THE TASK:
Extract each line of the data below that contains the string "query", keeping the lines in their original order.

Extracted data
• • • • •
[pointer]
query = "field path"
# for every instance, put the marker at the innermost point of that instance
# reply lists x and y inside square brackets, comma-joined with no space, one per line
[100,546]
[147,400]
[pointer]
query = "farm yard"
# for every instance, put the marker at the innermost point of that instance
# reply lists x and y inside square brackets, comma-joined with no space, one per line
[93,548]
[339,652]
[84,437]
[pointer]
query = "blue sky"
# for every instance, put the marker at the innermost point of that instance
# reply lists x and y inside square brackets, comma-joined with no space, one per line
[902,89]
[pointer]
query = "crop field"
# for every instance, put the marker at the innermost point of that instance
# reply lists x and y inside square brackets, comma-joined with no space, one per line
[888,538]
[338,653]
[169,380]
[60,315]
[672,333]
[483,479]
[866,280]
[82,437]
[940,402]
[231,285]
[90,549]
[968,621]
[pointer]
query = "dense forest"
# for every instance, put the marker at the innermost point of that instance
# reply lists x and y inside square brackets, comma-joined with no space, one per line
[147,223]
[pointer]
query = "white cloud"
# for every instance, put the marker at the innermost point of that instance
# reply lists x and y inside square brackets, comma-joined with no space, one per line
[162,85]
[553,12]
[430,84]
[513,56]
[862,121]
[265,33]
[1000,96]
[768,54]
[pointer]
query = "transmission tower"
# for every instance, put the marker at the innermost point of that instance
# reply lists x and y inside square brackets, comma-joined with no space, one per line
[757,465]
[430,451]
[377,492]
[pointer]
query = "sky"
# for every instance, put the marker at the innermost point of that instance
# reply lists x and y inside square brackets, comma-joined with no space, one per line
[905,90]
• • • • •
RESULT FOR THIS TASK:
query = "field path"
query = "farm yard"
query = "blue sky"
query = "crop field"
query = "dense forest"
query = "white cloud"
query = "transmission tower"
query = "sky"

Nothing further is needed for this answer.